● **AUFGABENSTELLUNG**
1. Welche Münze holt der Mann im Textauszug über die Lebensmittelsammlung aus seiner Geldtasche?
2. Schreiben Sie aus dem Textauszug über die Lebensmittelsammlung den Abschnitt wortgetreu ab, der mit den Worten beginnt, die „Lebensmittel Sammlung für“ enthalten, und mit „Wieder andere schimpfen.“ endet.

Lebensmittel Sammlung für die Pfarrcaritas bei einem Supermarkt: Leute aus dem Sozialkreis der Pfarre bitten die Leute, die heute einkaufen gehen, haltbare Lebensmittel von ihrem Einkauf mitzubringen als Spende für arme Leute in der Gegend. Die Ministranten helfen tatkräftig mit. Sie machen aus der guten Aktion eine Challenge. Wer schafft es, mehr Leute anzusprechen und zu überzeugen, dass sie was mitbringen? Sie sind mit Feuereifer dabei. Die Leute reagieren unterschiedlich. Manche kennen uns schon und bringen gerne was mit. Andere ignorieren uns. Wieder andere schimpfen.

Plötzlich kommt ein Mann auf uns zu, den ich im ersten Augenblick eher als "Empfänger" unserer Sozialaktion einstufen würde und weniger als "Geber". Er hat kaum Zähne im Mund, sieht heruntergekommen und nach einem Drogenjunkie aus. "Ich gehe heute nicht einkaufen, aber ich möchte eure Aktion trotzdem unterstützen, denn ich finde gut, was ihr macht. Ich habe nicht viel...", er kramt in seiner Geldtasche und holt eine Zwei-Euro-Münze heraus, "... aber wenigstens das möchte ich euch geben."

● **INHALT DES DATENSATZES**
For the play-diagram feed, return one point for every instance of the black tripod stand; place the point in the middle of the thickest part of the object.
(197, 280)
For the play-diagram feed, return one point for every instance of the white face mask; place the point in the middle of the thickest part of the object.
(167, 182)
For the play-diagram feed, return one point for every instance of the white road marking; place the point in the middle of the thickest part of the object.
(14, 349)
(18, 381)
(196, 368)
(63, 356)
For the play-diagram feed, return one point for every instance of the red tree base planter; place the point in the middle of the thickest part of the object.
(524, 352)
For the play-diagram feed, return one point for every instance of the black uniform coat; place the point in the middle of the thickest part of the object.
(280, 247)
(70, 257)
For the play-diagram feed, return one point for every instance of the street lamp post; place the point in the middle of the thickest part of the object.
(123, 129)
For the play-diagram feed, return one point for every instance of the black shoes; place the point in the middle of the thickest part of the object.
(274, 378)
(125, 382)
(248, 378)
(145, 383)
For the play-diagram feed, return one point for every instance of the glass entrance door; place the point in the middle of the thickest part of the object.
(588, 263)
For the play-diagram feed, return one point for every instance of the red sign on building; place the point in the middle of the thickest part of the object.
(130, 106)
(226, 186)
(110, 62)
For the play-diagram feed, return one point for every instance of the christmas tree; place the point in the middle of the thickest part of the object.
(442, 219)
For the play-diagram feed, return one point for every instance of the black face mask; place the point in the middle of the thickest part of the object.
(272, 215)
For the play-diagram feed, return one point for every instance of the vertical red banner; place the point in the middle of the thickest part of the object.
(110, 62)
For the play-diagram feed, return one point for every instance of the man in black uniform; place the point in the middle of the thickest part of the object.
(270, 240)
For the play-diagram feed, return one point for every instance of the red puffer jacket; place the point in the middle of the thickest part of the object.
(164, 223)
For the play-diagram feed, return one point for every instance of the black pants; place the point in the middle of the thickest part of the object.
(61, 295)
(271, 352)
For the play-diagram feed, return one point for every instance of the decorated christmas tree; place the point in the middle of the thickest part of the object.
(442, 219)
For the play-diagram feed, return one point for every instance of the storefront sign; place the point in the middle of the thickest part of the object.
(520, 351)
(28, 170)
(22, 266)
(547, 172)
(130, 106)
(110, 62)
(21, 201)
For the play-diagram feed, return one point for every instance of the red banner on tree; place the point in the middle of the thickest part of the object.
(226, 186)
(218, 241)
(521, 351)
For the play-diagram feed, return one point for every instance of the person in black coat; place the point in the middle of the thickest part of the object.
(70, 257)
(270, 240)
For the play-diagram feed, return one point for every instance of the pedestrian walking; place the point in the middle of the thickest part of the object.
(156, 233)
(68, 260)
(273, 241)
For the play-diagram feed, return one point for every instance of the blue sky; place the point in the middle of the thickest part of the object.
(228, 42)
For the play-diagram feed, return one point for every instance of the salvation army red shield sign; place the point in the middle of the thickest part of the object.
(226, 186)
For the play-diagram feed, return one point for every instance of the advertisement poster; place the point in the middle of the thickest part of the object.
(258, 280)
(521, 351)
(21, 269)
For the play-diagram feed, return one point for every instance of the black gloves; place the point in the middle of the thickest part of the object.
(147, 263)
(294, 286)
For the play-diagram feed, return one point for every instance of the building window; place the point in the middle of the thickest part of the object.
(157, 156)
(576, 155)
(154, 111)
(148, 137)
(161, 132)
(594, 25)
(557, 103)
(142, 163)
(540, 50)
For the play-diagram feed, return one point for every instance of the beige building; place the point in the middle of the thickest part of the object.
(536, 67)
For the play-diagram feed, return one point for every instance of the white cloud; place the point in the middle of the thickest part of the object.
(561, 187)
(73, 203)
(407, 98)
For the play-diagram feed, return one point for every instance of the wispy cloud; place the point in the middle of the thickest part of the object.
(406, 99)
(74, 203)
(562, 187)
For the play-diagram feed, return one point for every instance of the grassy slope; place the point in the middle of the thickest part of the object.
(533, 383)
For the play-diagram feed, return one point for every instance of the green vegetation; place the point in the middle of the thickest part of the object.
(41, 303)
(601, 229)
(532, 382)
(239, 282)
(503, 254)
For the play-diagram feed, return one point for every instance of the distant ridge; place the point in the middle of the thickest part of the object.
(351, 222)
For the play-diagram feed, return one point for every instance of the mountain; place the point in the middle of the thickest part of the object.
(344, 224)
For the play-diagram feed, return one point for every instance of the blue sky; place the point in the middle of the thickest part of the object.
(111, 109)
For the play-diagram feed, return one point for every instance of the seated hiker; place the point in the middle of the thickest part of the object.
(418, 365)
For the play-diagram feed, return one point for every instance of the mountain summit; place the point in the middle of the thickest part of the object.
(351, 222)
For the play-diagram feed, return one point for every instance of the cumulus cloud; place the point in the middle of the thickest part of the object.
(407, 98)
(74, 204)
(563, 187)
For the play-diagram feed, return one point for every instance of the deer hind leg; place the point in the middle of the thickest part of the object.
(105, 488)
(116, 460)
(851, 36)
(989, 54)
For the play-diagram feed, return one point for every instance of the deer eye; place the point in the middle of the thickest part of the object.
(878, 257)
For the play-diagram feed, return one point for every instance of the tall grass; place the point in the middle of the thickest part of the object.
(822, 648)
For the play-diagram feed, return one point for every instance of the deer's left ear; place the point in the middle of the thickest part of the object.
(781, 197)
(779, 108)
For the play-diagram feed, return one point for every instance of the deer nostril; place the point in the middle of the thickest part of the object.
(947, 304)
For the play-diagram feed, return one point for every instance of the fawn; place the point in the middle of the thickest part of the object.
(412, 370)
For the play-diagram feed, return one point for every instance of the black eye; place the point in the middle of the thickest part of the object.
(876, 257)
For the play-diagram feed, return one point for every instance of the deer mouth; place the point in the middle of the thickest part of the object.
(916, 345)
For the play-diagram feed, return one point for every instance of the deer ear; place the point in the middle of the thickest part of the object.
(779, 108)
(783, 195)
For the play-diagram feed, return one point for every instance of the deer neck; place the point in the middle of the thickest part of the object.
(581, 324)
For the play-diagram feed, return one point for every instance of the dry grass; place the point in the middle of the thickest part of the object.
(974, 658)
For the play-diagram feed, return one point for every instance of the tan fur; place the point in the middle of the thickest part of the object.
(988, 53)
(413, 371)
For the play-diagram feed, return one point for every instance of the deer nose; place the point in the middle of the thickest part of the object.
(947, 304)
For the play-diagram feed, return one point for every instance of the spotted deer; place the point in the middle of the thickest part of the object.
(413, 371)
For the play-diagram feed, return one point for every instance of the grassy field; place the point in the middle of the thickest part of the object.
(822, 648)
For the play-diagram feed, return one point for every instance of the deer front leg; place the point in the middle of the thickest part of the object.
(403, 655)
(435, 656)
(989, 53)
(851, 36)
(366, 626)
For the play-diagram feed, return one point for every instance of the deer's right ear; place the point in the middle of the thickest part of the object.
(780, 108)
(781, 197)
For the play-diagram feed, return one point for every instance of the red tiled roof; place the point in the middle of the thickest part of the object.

● **VOLLSTÄNDIGE LÖSUNGEN**
1. Eine Zwei-Euro-Münze.

2.
Lebensmittel Sammlung für die Pfarrcaritas bei einem Supermarkt: Leute aus dem Sozialkreis der Pfarre bitten die Leute, die heute einkaufen gehen, haltbare Lebensmittel von ihrem Einkauf mitzubringen als Spende für arme Leute in der Gegend. Die Ministranten helfen tatkräftig mit. Sie machen aus der guten Aktion eine Challenge. Wer schafft es, mehr Leute anzusprechen und zu überzeugen, dass sie was mitbringen? Sie sind mit Feuereifer dabei. Die Leute reagieren unterschiedlich. Manche kennen uns schon und bringen gerne was mit. Andere ignorieren uns. Wieder andere schimpfen.